Exercise description: Every line that contains the word "query" should be copied from the records below.
------ Task material
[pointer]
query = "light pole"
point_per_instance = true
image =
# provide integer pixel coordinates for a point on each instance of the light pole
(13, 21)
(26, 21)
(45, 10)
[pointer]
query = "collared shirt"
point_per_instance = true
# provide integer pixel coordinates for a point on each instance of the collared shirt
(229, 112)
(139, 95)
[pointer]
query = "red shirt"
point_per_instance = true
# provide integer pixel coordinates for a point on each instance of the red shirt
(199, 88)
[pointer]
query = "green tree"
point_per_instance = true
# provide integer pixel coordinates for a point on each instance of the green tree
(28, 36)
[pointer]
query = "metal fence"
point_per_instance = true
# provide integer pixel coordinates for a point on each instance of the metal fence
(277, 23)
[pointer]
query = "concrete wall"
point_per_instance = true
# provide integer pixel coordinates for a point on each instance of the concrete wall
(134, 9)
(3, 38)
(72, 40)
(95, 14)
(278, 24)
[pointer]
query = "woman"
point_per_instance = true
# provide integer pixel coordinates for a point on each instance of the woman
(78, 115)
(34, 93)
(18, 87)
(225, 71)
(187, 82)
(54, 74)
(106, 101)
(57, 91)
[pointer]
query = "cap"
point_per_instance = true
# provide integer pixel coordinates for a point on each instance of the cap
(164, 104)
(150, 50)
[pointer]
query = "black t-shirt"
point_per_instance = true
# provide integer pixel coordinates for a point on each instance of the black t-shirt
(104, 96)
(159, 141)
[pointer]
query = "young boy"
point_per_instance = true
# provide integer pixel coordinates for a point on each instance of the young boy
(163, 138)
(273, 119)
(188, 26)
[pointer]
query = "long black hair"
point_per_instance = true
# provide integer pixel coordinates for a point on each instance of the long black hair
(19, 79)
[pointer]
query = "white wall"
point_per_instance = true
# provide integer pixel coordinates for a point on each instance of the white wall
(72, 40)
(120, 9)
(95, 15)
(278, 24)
------------
Task answer:
query = "light pole"
query = "collared shirt"
query = "red shirt"
query = "green tree"
query = "metal fence"
query = "concrete wall"
query = "woman"
query = "cap"
query = "black t-shirt"
query = "young boy"
query = "long black hair"
query = "white wall"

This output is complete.